• [EXERCISE OBJECTIVE]: Format every one of the rows below as a numbered list, with blank lines and pictures left out.

• [Coordinate labeling data]:
* Start *
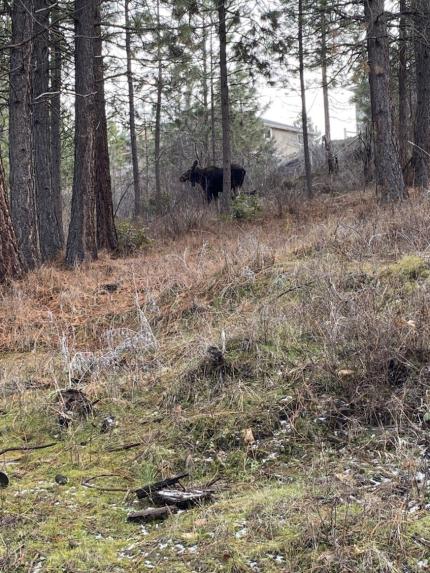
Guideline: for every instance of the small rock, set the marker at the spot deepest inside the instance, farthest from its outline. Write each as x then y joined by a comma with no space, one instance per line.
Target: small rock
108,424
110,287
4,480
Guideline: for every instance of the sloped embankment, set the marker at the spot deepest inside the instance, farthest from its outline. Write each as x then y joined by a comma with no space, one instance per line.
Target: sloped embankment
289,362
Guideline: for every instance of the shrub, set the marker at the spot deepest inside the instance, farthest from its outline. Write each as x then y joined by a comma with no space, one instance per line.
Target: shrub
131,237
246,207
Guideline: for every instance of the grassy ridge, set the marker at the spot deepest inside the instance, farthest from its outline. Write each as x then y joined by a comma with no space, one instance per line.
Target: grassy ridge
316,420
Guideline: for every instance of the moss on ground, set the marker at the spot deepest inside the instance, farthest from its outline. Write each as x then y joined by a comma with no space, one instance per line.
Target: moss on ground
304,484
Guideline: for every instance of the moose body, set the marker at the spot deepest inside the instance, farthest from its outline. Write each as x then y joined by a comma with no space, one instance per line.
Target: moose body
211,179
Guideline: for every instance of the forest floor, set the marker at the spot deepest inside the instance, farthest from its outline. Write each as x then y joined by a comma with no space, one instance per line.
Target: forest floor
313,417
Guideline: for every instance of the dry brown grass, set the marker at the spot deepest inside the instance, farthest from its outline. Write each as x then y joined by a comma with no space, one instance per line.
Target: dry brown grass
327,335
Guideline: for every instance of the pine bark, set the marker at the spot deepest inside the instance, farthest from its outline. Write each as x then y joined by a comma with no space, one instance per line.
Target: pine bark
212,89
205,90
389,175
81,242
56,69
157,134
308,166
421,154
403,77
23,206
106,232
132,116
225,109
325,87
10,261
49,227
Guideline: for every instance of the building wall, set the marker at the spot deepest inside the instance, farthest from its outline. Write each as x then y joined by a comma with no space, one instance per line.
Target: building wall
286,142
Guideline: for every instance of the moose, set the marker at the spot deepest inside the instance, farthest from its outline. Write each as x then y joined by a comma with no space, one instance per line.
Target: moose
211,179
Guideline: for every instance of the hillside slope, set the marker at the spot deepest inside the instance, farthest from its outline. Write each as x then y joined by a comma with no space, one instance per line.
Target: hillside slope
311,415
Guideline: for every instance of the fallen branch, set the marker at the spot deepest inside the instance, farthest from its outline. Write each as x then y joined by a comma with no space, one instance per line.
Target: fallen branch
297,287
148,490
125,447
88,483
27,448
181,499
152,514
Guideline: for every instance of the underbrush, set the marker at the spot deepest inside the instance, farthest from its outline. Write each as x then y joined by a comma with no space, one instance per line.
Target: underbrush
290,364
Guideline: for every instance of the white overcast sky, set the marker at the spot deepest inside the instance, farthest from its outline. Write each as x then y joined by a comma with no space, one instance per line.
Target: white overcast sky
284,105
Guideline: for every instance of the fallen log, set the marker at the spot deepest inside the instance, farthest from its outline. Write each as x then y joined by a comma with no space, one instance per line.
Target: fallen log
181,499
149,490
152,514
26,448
* End *
• [SOLUTION]:
1. Guideline: for every instance of the small rock, set the marker at the spot deepest inside the instance, farthest from its outline. Write each as x then y joined by a comma with no space, one instance per line.
2. Target: small rock
3. 108,424
4. 110,287
5. 4,480
6. Guideline: for every instance of the sloped embankment, set the marker at the spot deepest inside the instance, farthest from its outline. Write each as x then y joined by a comma with no space, one instance per line.
7. Target: sloped embankment
8. 289,362
9. Guideline: for every instance of the shrub, set the marker at the spot deepest inside the instance, farthest from its outline. Write each as x then y joined by a comma with no space, one instance per line.
10. Target: shrub
11. 131,237
12. 246,207
13. Guideline: for every instance of the grassy ridge, set the marker at the spot deepest inside the instance, farthest from its outline. Write each as x then y joined by a comma with no space, one instance per line.
14. Target: grassy ridge
15. 316,420
16. Guideline: for every instance of the moss on ground, set the marker at the spot deepest inside the instance, farthest from its outline. Write each as x then y joined by a comma with no space, one instance per line.
17. Target: moss on ground
18. 304,484
19. Guideline: for every instance of the moose body, set the marker at the spot deepest inside the instance, farthest from its outline. Write each as x then y joined by a comma with no space, one instance per line.
20. Target: moose body
21. 211,179
22. Guideline: for every instance of the forest floor, set the marker at the spot deepest inside the instance, farthest from its outline. Write each as x then y joined by a comma with no space, one instance per line.
23. Target: forest floor
24. 313,417
25. Guideline: for every instance of the dry brown grass, set the marker at the spot deepest inside the instance, farthest from its outline. Write each as x then y joined by a comma with no space, one instance per line.
26. Target: dry brown grass
27. 327,335
28. Guideline: for every instance of the pine bark, set the marker at the spot deepest inside the instance, farthest from its outline. Write each as x then y joined by a comma with no space, one instance per line.
29. Target: pine bark
30. 212,89
31. 205,90
32. 389,175
33. 81,242
34. 56,69
35. 157,134
36. 308,166
37. 421,154
38. 403,77
39. 23,206
40. 106,232
41. 132,116
42. 225,109
43. 325,87
44. 10,261
45. 49,227
46. Guideline: for every instance of the building wall, set the marker at the spot deepest inside the instance, farthest from its outline. Write each as x then y joined by a comma with no space, one instance per line.
47. Target: building wall
48. 286,142
49. Guideline: for every instance of the moose, set the marker at the spot deepest inside the instance, farthest from its outline. Write each as x then y joined by a comma with no space, one instance per line.
50. Target: moose
51. 211,179
52. Guideline: for every instance of the hillside slope, set the marker at the spot deepest inside the instance, farthest from its outline. Write each as x then y joined by a comma with no space, one instance per line.
53. Target: hillside slope
54. 311,415
55. Guideline: for every instance of the fallen branch, set the marker at the spot deepest inside the instance, farthest from its outline. Write each as x then y joined by a comma with no space, one instance per line.
56. Target: fallen branch
57. 297,287
58. 148,490
59. 125,447
60. 88,483
61. 27,448
62. 181,499
63. 152,514
64. Guideline: for every instance of the underbrush, set the marker at the spot deepest inside the instance, farthest from its outline. Write each as x then y joined by a comma with no space, one instance per line.
65. Target: underbrush
66. 290,364
67. Guideline: for every instance of the white overcast sky, set the marker at the spot deepest inside the instance, farthest from its outline. Write each as x then y joined by a comma with no space, one instance per line.
68. Target: white overcast sky
69. 284,105
70. Guideline: for every instance of the fallen log, set the marker at the spot deepest inside the instance, farthest from its outline. Write each as x then y joined by a comma with no space, one instance per line.
71. Target: fallen log
72. 181,499
73. 149,490
74. 152,514
75. 26,448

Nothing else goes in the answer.